▸ Provided data

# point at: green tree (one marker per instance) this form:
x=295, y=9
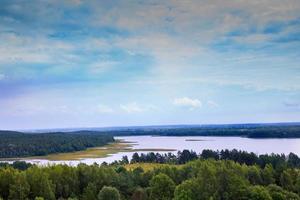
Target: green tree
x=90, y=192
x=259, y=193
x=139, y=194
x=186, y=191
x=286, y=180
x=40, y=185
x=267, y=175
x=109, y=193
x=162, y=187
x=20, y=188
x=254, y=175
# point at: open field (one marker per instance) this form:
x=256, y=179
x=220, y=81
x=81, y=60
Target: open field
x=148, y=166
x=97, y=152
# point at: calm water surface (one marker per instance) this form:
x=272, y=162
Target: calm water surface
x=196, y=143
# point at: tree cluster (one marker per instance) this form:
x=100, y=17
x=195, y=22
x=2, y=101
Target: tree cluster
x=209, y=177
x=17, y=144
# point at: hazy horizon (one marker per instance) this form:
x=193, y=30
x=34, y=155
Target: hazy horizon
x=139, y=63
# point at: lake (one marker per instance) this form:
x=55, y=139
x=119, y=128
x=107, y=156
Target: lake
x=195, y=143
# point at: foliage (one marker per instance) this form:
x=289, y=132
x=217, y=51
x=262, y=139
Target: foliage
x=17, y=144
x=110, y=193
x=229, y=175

...

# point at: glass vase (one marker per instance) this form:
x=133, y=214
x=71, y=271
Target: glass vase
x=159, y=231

* * *

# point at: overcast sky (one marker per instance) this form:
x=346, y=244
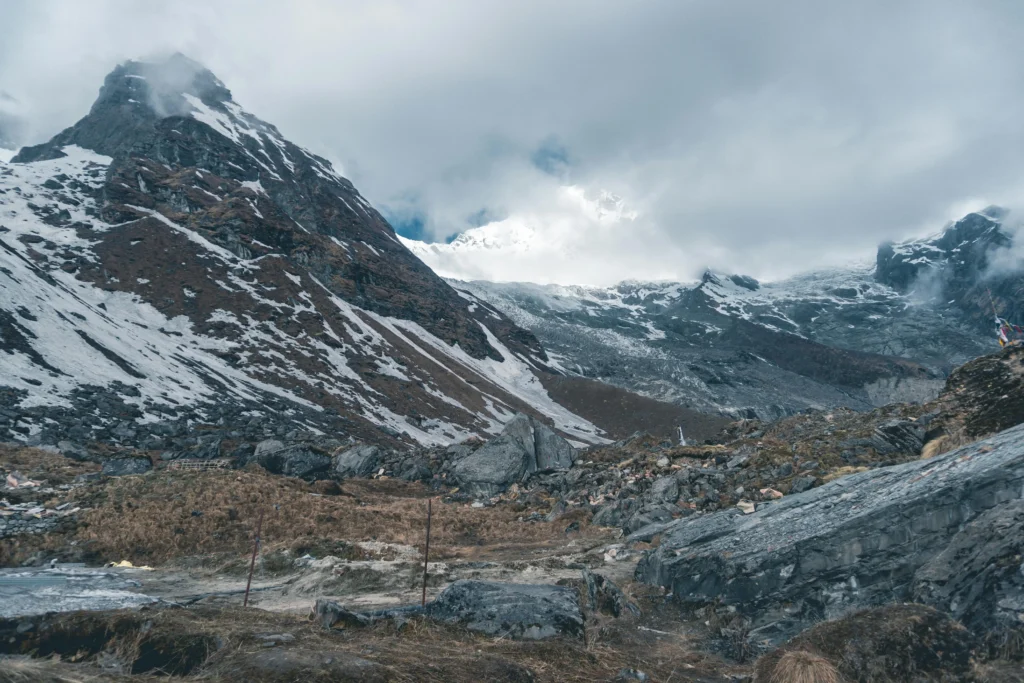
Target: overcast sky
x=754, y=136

▸ Work to do
Reproduce word for word everything in the material from the line that contains "# point at: lake" down to the line that contains "x=229, y=175", including both of those lines.

▸ Response to the task
# point at: lake (one marker per instance) this form:
x=55, y=139
x=119, y=128
x=107, y=156
Target: lake
x=195, y=143
# point at: foliage (one marker per instance) this form:
x=289, y=132
x=217, y=51
x=262, y=139
Target: foliage
x=17, y=144
x=110, y=193
x=229, y=175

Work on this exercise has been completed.